> **EXERCICES À TRAITER**:
• a. Selon le passage sur la stratégie de Lisbonne, lors de quel Conseil européen le pilier environnemental a-t-il été ajouté ?
• b. Poursuivez le passage sur la stratégie de Lisbonne à partir de sa dernière phrase.

> **PASSAGE**:
******************************

Le Conseil européen de Lisbonne en mars 2000 a lancé une stratégie dite « de Lisbonne » dans le but de faire de l’Union européenne (UE) « l’économie la plus compétitive au monde et de parvenir au plein emploi avant 2010 ». Elle repose sur trois piliers.
Un pilier économique qui doit préparer la transition vers une économie compétitive, dynamique et fondée sur la connaissance, achever le marché intérieur, réaliser un environnement favorable au développement des entreprises.
Un pilier social qui doit permettre de moderniser le modèle social européen grâce à l’investissement dans les ressources humaines et à la lutte contre l’exclusion sociale : investir dans l’éducation et la formation, mener une politique active pour l’emploi.
Un pilier environnemental qui a été ajouté lors du Conseil européen de Göteborg en décembre 2001.
Pour atteindre les buts fixés, une liste d’objectifs chiffrés a été arrêtée dans chacun de ces domaines. Par exemple :
– économie : produit intérieur brut (PIB), productivité, dépenses en recherche-développement (objectif de 3% du PIB en 2010), investissement des entreprises, utilisation des nouvelles technologies…
– emploi : taux d’emploi global (objectif de 70% en 2010 ), taux d’emploi de femmes (objectif 60%)…
– social : niveau d’instruction des jeunes (réduire de moitié le nombre de jeunes en situation de décrochage scolaire), risque de pauvreté…
– environnement : émissions de gaz à effet de serre, intensité énergétique, volume de transports de fret/PIB…
En 2005, le processus a été révisé et centré sur la croissance et l’emploi. En 2007, le processus de Lisbonne a été promu au rang de « réponse européenne à la mondialisation » par l’adjonction, notamment de la problématique énergétique et de la dimension extérieure. Sa mise en œuvre est déclinée dans divers instruments de coordination qui s’appellent « Grandes orientations de politiques économiques », « Lignes directrices pour l’emploi », « Agenda social ».
Le problème de la mise en œuvre de cette stratégie est que les politiques concernées relèvent presque exclusivement des compétences attribuées aux États membres. En l’absence de politique communautaire, l’Union ne peut que coordonner les politiques nationales. C’est la méthode dite « méthode ouverte de coordination » : on définit des objectifs, des plans d’action nationaux on met en place des indicateurs et on fait le point périodiquement pour voir ce qui a avancé.
Concrètement et en parallèle : chaque État met en œuvre un « Programme national de réformes » qu’il a lui-même conçu pour mettre en œuvre les objectifs de la stratégie de Lisbonne ; la Commission met en œuvre ce qui relève de ses compétences dans un « Programme communautaire de Lisbonne ».

******************************

> **DONNÉES**:
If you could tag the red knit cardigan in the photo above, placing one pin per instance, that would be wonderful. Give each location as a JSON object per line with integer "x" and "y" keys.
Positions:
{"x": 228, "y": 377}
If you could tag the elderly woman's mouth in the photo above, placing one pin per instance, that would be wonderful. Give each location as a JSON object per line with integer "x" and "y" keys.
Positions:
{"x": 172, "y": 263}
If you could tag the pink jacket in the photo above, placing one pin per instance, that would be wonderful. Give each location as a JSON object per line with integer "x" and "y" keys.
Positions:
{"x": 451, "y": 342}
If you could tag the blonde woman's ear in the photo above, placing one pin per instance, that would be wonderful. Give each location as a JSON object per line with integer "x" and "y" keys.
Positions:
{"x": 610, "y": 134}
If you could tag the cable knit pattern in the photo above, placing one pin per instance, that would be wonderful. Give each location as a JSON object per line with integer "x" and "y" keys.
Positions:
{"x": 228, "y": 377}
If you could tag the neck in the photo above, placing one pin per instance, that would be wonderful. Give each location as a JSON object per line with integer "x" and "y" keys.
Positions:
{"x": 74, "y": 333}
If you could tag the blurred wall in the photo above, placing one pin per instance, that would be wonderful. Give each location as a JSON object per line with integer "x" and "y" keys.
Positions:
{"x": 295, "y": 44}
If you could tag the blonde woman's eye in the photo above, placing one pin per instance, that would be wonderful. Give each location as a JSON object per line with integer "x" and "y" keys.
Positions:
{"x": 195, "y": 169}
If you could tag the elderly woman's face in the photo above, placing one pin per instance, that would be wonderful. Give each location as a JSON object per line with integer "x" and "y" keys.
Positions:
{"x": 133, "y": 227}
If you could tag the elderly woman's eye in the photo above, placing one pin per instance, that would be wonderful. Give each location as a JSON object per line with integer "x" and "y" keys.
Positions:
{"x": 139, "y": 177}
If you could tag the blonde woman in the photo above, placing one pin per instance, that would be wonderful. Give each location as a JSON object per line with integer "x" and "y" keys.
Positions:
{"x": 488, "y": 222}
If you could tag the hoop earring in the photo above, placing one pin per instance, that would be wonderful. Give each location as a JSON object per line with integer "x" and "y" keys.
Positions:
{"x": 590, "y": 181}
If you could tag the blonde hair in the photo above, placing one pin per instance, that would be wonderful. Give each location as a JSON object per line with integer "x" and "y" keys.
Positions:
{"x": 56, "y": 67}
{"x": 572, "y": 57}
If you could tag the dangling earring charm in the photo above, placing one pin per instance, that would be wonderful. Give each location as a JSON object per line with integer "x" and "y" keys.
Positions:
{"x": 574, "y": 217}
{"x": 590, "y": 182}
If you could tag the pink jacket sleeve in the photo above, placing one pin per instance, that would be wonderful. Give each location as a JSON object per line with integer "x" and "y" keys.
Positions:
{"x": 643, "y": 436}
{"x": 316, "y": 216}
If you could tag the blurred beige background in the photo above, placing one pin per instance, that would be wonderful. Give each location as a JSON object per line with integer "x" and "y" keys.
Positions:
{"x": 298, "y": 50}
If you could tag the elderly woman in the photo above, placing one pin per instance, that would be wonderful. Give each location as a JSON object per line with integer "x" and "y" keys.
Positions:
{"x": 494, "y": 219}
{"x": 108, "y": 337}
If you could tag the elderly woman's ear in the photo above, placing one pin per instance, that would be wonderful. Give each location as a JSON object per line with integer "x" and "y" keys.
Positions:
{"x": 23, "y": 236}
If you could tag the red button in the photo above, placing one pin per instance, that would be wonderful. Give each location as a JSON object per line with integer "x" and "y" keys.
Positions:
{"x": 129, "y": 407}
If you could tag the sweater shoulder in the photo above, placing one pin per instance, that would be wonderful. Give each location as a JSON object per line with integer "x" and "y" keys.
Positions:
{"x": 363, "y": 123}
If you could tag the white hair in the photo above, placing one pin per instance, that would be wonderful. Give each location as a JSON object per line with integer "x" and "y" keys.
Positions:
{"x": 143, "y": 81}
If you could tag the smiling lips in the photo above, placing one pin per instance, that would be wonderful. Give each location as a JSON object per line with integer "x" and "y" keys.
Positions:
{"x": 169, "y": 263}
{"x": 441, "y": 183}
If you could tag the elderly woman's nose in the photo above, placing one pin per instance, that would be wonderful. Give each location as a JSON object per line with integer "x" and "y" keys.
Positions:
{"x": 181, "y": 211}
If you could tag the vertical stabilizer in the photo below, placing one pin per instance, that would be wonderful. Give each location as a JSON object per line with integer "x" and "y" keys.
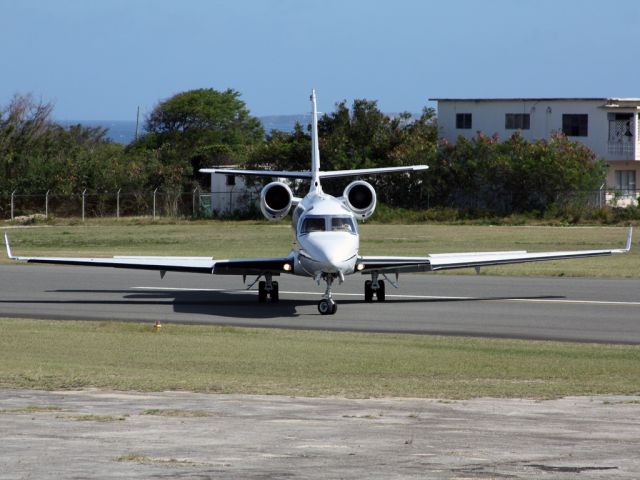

******************************

> **RÉPONSES DANS L'ORDRE**:
• a. Il a été ajouté lors du Conseil européen de Göteborg, en décembre 2001.

• b.
La stratégie de Lisbonne est mise en œuvre parallèlement aux politiques communes qui touchent à l’économie :
– politiques existantes : Marché intérieur, politique commerciale commune, politique monétaire, PAC
– politiques en devenir : politiques communes de l’énergie, de l’environnement, de la recherche, de l’immigration, Eurogroupe.
Quel est le bilan de la stratégie de Lisbonne ?
Quand on regarde l’objectif fixé en 2000 de « faire de l’Union européenne (UE) l’économie la plus compétitive au monde et de parvenir au plein emploi avant 2010 » on a une impression d’un objectif bien ambitieux au regard de ce qui a été accompli à ce jour.
La principale déception concerne l’économie de la connaissance :
– Alors que l’objectif était d’augmenter les dépenses de recherche jusqu’à 3% du PIB, elles ont stagné de 2000 à 2005 à 1.9 % du PIB seule la Finlande et la Suède atteignent leurs objectifs. Au rythme actuel, la Chine devrait dépasser l’effort européen en recherche et développement dés 2010.
– Le taux de scolarisation dans l’enseignement supérieur est très inférieur dans l’union (58%) qu’aux États-Unis (83%). Les dépenses d’éducation par étudiant sont très inférieures en Europe (8 000 €) qu’aux États-Unis (21 000 €) ou qu’au japon (10 000 €)
L’emploi s’améliore : le taux d’emploi dans l’Union est passé de 62.2% en 2000 à 64.8 en 2006. 5 pays atteignent les objectifs (70%) : Danemark, Pays-Bas, Autriche, Royaume-Unis, Suède.
Une étude récente sur les 15 plus grandes économies européennes est plus positive : 11 pays devraient atteindre les objectifs de la stratégie de Lisbonne en 2010. Seuls 3 pays ne sont pas en bonne voie : la France, l’Autriche et l’Italie.
La stratégie de Lisbonne est elle suffisante ?
La stratégie de Lisbonne est souvent jugée insuffisante, voir analysée comme un échec :
– elle n’est pas associée à un engagement suffisant de la Commission pour renouveler le modèle social européen.
– elle se heurte à une coopération insuffisante des états entre eux et avec l’Union.
– elle n’est pas à la hauteur des enjeux de la mondialisation
Une dimension sociale insuffisante
Lors de la révision de la stratégie de Lisbonne en 2005 les priorités ont été la croissance et l’emploi en laissant de coté les préoccupations sociales et environnementales.
Les Chefs d’État et de Gouvernements ont en mars dernier discuté des orientations à donner à la stratégie de Lisbonne pour la période 2008-2010.
A cette occasion le Parlement Européen a demandé que la dimension sociale de la stratégie de Lisbonne soit renforcée. Martin Schulz, président du groupe socialiste Parlement européen, a fustigé l’inaction de la Commission dans les domaines social et environnemental et demande des mesures pour renforcer l’intégration et la protection sociale, instituer des normes sociales minimales contraignantes, renforcer les services publics.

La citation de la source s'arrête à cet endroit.